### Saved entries
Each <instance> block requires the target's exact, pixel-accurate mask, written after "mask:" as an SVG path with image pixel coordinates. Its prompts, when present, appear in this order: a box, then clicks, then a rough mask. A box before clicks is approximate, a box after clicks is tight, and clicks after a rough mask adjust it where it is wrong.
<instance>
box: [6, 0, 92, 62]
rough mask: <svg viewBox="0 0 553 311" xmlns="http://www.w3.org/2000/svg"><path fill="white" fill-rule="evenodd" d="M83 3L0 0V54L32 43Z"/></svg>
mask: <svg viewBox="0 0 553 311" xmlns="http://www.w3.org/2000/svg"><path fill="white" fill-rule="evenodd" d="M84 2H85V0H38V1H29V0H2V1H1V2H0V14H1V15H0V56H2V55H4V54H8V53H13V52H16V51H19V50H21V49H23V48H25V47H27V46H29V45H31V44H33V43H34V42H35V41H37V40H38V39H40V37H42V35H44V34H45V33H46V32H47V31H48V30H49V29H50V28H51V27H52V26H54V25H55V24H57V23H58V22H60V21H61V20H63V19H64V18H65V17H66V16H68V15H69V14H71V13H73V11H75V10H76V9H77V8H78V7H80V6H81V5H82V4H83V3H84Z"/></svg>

### Task description
Output the records exactly.

### Answer to this problem
Each <instance> block requires the target's exact, pixel-accurate mask, written after "mask:" as an SVG path with image pixel coordinates. Its prompts, when present, appear in this order: a box, then clicks, then a rough mask. A box before clicks is approximate, a box after clicks is tight, and clicks after a rough mask adjust it where it is wrong.
<instance>
box: [6, 0, 92, 62]
rough mask: <svg viewBox="0 0 553 311" xmlns="http://www.w3.org/2000/svg"><path fill="white" fill-rule="evenodd" d="M83 3L0 0V54L32 43Z"/></svg>
mask: <svg viewBox="0 0 553 311" xmlns="http://www.w3.org/2000/svg"><path fill="white" fill-rule="evenodd" d="M84 2H85V0H38V1H29V0H2V1H1V2H0V14H1V15H0V56H2V55H4V54H8V53H13V52H16V51H19V50H21V49H23V48H25V47H27V46H29V45H31V44H33V43H34V42H35V41H37V40H38V39H40V37H42V35H44V34H45V33H46V32H47V31H48V30H49V29H50V28H51V27H52V26H54V25H55V24H57V23H58V22H60V21H61V20H63V19H64V18H65V17H66V16H68V15H69V14H71V13H73V11H75V10H76V9H77V8H78V7H80V6H81V5H82V4H83V3H84Z"/></svg>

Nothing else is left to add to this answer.